▶ _练习要求_
- 1) 根据下面这段讲商标犯罪司法解释的文字，《解释三》第8条新增的第一种不宜适用缓刑的情形是什么？
- 2) 接着下面这段讲商标犯罪司法解释的文字，从最后一句之后续写下去。

▶ _引用段落_
☆ ☆ ☆ ☆

部分解析观点认为,《解释三》第一条第(六)款新增了一项重要标准,即“足以对公众产生误导的商标”即可认定相同商标进而入刑,对此笔者看法不同。首先,《2011年意见》已存在类似条款,《解释三》仅是删除“视觉上”,并未创设新规;其次,该款“与注册商标基本无差别”和“足以对公众产生误导”系并列关系,过度突出后者容易导致标准虚化,甚至以证人笔录直接定罪。正如(2016)鄂01刑终1395号判决所言:不能直接以“足以对公众产生误导”推定或替代“与注册商标在视觉上基本无差别”,进而认定构成刑事犯罪,两者缺一不可。最终法院驳回了检察机关的抗诉。
对“缓刑适用”的影响:反复侵权、特殊物资侵权从重处罚
相较于2007年《关于办理侵犯知识产权刑事案件具体应用法律若干问题的解释(二)》(下称《解释二》),《解释三》对不适用缓刑情形做了如下调整:
(一)如何认定“主要以侵权为业”
《解释三》第8条新增的第一种不宜适用缓刑的情形为“主要以侵犯知识产权为业”,但该用语并非严格的法律概念,尚需明确具体认定标准。笔者认为,“主要以侵权为业”,一方面要证明行为人在较长时段内存在商标类犯罪行为,另一方面还要证明该犯罪行为构成了公司的主营业务,带来了主要利润来源或生活经济来源。不宜仅凭涉案金额大、违法所得多就简单认定“以侵权为业”,还应当考察侵权业务占总营收的比例。

☆ ☆ ☆ ☆

▶ _原始数据行_
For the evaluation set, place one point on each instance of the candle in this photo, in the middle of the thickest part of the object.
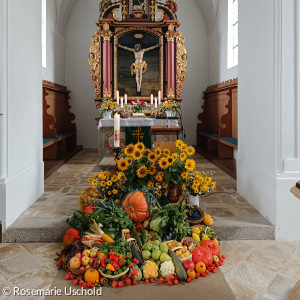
(159, 97)
(117, 130)
(118, 99)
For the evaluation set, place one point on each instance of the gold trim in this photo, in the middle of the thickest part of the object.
(181, 63)
(95, 63)
(161, 39)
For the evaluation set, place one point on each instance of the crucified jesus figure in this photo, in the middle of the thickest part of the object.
(139, 66)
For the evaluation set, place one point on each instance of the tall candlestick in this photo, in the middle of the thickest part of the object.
(118, 98)
(117, 130)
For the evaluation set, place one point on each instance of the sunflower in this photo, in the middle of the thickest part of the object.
(140, 146)
(182, 156)
(152, 170)
(190, 164)
(137, 154)
(190, 150)
(167, 152)
(129, 150)
(142, 172)
(163, 163)
(122, 164)
(157, 152)
(152, 157)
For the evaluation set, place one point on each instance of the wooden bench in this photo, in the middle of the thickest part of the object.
(218, 128)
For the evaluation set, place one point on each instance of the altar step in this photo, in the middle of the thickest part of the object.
(46, 230)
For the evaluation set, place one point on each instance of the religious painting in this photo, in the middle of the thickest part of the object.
(138, 64)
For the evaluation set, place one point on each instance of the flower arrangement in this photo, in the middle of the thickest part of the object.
(107, 105)
(138, 106)
(110, 185)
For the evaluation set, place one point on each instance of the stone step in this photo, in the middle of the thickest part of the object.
(52, 230)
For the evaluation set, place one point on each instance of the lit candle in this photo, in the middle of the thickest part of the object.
(118, 98)
(117, 130)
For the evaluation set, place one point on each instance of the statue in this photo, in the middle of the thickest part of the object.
(139, 66)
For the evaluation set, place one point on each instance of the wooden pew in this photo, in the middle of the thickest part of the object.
(59, 133)
(218, 130)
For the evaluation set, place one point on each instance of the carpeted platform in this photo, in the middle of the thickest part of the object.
(212, 287)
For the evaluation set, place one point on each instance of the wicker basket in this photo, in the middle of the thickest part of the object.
(113, 277)
(198, 221)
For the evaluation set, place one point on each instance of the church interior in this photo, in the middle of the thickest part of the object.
(230, 72)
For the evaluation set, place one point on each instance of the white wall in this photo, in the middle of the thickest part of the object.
(269, 143)
(80, 29)
(217, 44)
(23, 182)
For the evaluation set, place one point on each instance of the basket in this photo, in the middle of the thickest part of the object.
(113, 277)
(197, 221)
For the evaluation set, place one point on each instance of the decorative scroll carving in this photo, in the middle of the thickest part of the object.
(181, 63)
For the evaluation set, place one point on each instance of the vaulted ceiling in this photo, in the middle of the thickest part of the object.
(208, 8)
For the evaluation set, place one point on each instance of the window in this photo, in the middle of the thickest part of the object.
(233, 33)
(44, 34)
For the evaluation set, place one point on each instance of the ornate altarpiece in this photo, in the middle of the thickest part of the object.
(128, 23)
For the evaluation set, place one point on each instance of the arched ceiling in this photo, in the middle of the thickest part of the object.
(208, 8)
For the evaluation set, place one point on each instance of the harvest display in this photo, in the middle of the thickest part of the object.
(127, 231)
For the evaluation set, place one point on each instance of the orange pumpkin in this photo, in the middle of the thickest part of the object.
(200, 267)
(92, 276)
(135, 204)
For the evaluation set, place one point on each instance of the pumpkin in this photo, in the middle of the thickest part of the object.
(200, 254)
(92, 276)
(135, 204)
(208, 220)
(211, 247)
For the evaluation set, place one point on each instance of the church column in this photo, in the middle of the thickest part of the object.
(170, 35)
(106, 34)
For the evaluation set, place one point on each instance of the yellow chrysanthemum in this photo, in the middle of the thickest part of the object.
(137, 154)
(190, 164)
(142, 172)
(163, 163)
(190, 150)
(152, 157)
(129, 150)
(152, 170)
(182, 156)
(122, 164)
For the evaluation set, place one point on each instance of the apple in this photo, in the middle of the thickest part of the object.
(75, 263)
(216, 258)
(85, 260)
(86, 252)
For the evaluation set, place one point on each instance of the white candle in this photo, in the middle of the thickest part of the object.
(118, 98)
(117, 130)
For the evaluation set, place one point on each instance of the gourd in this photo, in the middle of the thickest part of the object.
(135, 204)
(180, 271)
(208, 220)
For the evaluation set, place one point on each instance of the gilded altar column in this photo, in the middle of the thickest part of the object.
(106, 34)
(170, 35)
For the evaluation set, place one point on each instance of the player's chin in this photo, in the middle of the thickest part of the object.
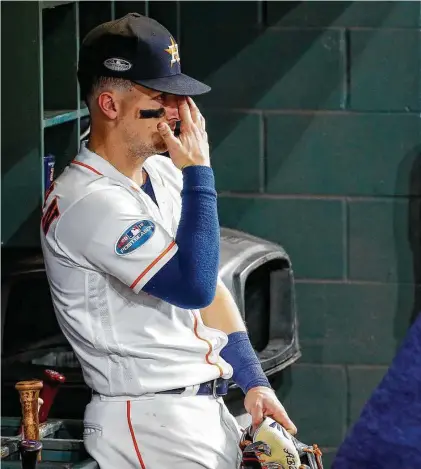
(160, 146)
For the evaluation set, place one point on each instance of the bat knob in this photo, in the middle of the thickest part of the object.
(30, 446)
(30, 452)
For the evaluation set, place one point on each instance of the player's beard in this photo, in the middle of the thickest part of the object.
(143, 149)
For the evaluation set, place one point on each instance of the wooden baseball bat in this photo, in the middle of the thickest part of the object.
(51, 383)
(30, 451)
(29, 395)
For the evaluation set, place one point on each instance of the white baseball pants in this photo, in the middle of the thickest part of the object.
(162, 431)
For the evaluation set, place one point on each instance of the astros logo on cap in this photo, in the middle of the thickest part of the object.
(173, 50)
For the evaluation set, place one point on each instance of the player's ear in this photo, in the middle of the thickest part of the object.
(108, 104)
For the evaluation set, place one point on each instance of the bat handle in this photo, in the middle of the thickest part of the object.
(29, 451)
(52, 381)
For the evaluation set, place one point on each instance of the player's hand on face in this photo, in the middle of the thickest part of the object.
(191, 147)
(262, 402)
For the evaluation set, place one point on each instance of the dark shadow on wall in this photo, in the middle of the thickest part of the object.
(410, 165)
(225, 37)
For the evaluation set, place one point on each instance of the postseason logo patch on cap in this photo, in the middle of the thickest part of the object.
(173, 51)
(135, 236)
(117, 64)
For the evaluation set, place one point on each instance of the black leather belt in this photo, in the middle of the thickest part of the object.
(216, 387)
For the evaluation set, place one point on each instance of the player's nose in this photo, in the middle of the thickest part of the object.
(171, 107)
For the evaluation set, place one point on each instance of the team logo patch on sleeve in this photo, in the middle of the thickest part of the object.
(136, 235)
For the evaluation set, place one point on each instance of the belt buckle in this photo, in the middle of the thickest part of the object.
(214, 388)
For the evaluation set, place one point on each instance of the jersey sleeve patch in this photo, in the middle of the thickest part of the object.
(134, 237)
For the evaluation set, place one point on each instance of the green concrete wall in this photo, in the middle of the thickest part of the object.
(314, 121)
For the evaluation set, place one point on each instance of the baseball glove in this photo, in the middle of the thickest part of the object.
(270, 446)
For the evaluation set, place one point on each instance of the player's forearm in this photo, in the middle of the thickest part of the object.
(189, 278)
(223, 313)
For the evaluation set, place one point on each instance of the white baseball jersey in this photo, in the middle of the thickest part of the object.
(103, 238)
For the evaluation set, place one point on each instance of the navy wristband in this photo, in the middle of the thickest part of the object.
(239, 353)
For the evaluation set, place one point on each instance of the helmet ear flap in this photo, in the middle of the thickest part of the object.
(271, 445)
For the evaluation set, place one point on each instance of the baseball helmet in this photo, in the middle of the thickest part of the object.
(270, 446)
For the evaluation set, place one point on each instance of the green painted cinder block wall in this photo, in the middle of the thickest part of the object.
(314, 122)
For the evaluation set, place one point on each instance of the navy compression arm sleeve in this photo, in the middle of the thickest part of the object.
(189, 278)
(239, 353)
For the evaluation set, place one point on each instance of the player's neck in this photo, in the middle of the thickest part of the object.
(118, 156)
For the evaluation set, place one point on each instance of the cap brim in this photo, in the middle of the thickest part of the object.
(181, 85)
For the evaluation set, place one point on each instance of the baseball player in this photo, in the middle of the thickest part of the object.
(131, 245)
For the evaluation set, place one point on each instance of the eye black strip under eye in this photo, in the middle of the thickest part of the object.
(152, 113)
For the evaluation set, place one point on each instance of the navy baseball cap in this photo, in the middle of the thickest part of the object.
(139, 49)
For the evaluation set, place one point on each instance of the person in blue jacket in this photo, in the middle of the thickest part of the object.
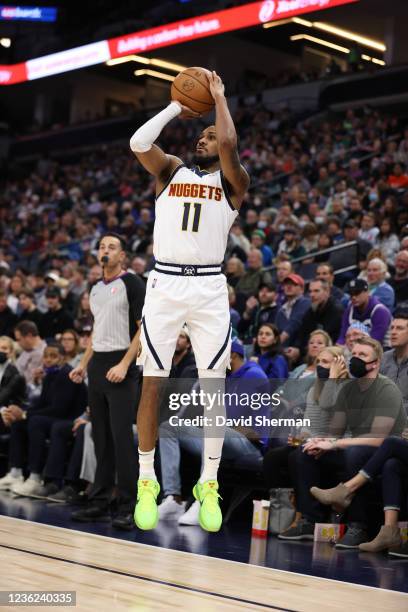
(268, 352)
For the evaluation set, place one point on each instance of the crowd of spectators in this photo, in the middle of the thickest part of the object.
(298, 309)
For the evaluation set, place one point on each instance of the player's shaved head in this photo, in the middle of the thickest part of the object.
(206, 153)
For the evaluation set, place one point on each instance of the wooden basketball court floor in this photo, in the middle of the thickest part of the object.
(109, 574)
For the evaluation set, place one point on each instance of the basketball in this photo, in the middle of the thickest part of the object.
(191, 89)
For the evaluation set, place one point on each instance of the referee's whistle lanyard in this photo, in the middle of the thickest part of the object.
(110, 280)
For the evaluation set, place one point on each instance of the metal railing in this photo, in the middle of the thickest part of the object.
(310, 257)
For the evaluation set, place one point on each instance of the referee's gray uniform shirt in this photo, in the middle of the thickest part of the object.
(397, 372)
(116, 305)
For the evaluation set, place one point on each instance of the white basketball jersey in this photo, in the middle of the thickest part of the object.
(193, 218)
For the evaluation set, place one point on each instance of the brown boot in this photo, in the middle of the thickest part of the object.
(339, 497)
(388, 537)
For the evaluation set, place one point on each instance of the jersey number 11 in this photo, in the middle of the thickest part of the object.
(196, 218)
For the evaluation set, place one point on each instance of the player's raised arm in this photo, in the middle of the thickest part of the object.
(152, 158)
(235, 174)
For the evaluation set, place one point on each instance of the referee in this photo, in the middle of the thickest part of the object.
(116, 303)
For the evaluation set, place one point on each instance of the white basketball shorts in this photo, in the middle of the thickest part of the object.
(200, 302)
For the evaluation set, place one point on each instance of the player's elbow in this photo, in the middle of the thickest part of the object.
(137, 145)
(228, 142)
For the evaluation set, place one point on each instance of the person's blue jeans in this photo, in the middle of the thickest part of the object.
(172, 439)
(390, 460)
(307, 472)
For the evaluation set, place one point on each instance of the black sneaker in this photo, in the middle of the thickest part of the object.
(354, 536)
(92, 514)
(126, 522)
(47, 490)
(401, 551)
(63, 495)
(302, 530)
(78, 498)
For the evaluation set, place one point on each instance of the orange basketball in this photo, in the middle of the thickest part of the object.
(191, 89)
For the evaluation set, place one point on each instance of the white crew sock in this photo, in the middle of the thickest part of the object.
(146, 465)
(213, 434)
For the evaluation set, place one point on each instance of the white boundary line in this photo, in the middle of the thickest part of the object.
(182, 552)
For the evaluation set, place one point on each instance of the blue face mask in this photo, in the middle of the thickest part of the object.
(52, 369)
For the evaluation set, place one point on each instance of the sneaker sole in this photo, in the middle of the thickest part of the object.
(147, 528)
(103, 519)
(304, 537)
(200, 520)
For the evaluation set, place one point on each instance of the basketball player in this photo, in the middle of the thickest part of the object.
(195, 208)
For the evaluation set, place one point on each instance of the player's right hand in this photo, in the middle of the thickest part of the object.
(78, 374)
(187, 113)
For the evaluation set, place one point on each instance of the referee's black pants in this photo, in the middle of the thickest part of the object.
(113, 412)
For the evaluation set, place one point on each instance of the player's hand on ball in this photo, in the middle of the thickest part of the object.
(117, 373)
(77, 375)
(217, 87)
(187, 113)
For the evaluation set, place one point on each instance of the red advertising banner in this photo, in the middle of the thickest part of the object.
(216, 23)
(175, 33)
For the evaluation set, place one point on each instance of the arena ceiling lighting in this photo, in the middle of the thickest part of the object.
(193, 28)
(154, 73)
(146, 60)
(331, 29)
(330, 45)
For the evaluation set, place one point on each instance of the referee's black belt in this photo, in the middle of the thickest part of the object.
(187, 269)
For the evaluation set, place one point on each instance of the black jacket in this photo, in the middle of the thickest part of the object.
(328, 318)
(259, 316)
(13, 387)
(55, 322)
(60, 397)
(35, 316)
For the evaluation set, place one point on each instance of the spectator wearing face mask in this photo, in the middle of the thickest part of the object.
(60, 399)
(324, 313)
(7, 317)
(289, 317)
(258, 311)
(399, 281)
(369, 408)
(376, 274)
(27, 307)
(365, 309)
(268, 352)
(12, 385)
(355, 331)
(250, 281)
(368, 230)
(291, 244)
(258, 242)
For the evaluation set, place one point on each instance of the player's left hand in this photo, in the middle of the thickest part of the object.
(117, 373)
(217, 87)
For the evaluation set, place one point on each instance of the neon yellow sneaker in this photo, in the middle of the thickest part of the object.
(146, 511)
(210, 516)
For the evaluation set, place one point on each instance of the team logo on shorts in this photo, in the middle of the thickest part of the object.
(188, 271)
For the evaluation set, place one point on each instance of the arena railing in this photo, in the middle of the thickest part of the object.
(310, 258)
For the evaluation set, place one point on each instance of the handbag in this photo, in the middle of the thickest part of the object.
(282, 510)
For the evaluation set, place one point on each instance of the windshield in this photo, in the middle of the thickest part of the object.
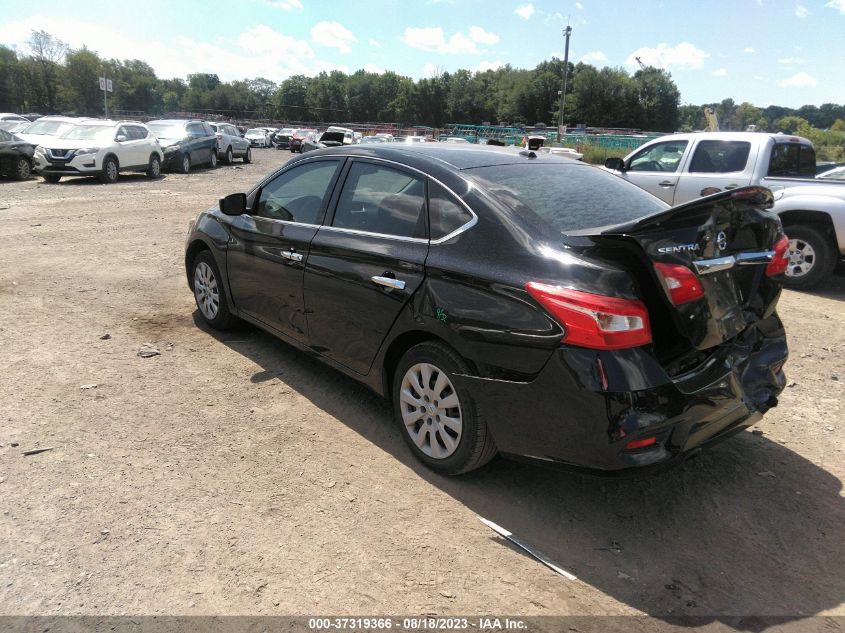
(166, 130)
(90, 133)
(50, 128)
(566, 197)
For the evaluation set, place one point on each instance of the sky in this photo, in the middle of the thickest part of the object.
(767, 52)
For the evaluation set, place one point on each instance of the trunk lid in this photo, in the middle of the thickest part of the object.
(724, 242)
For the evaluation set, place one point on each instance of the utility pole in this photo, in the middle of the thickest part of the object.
(560, 129)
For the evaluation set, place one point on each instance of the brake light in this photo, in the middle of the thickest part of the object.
(780, 261)
(681, 284)
(646, 441)
(592, 320)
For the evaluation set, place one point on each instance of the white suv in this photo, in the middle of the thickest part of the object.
(99, 148)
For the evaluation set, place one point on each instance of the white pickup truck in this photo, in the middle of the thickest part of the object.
(681, 167)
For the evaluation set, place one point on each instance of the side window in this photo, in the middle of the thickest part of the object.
(444, 213)
(719, 157)
(297, 194)
(382, 200)
(660, 157)
(792, 160)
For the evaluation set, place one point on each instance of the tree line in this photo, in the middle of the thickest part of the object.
(50, 77)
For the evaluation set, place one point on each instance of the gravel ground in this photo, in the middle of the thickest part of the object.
(232, 474)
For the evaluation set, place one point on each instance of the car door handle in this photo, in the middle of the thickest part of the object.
(292, 255)
(388, 282)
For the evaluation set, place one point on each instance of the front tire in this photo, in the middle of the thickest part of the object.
(209, 293)
(812, 257)
(110, 171)
(23, 169)
(154, 168)
(439, 421)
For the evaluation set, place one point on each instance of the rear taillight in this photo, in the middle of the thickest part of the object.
(592, 320)
(681, 284)
(780, 261)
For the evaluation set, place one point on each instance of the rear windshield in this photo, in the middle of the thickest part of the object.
(793, 160)
(567, 197)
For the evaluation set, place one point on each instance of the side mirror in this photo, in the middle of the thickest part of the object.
(233, 204)
(616, 164)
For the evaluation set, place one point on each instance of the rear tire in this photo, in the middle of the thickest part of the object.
(439, 421)
(110, 171)
(154, 169)
(185, 164)
(812, 257)
(209, 293)
(23, 169)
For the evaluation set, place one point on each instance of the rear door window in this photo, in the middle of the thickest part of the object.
(659, 157)
(297, 194)
(383, 200)
(793, 160)
(445, 214)
(720, 157)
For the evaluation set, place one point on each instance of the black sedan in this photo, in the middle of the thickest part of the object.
(15, 156)
(504, 302)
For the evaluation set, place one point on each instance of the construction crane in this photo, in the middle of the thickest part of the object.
(712, 121)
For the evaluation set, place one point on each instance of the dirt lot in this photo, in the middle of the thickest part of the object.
(235, 475)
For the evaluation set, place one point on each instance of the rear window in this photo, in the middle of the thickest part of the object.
(793, 160)
(567, 197)
(720, 157)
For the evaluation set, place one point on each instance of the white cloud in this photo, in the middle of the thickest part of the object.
(836, 4)
(593, 57)
(485, 66)
(477, 34)
(334, 35)
(286, 5)
(525, 11)
(684, 55)
(432, 39)
(257, 52)
(798, 80)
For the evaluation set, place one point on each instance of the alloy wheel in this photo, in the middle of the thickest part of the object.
(206, 291)
(431, 410)
(802, 258)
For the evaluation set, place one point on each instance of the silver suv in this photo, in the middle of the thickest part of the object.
(230, 143)
(99, 148)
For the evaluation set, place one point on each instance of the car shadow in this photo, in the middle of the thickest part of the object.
(747, 528)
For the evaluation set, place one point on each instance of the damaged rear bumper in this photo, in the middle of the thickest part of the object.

☆ ☆ ☆ ☆

▶ _书面回答_
- 1) “主要以侵犯知识产权为业”。

- 2)
(二)关于“特殊物资侵权”
《解释三》新增的第二种不宜适用缓刑的情形为“重大自然灾害、事故灾难、公共卫生事件期间,假冒抢险救灾、防疫物资等商品的注册商标”,这也体现出我国抗击新冠肺炎疫情期间的刑事司法政策,为严厉打击假冒抢险救灾、防疫物资等商品的注册商标的行为提供了依据。如2020年3月天津首例涉疫情侵犯知识产权案中,被告人苗某忠在无营业执照、未经注册商标授权的情况下,假冒公司注册商标制造“明星同款”口罩,并外销获利,最终被判处犯假冒注册商标罪。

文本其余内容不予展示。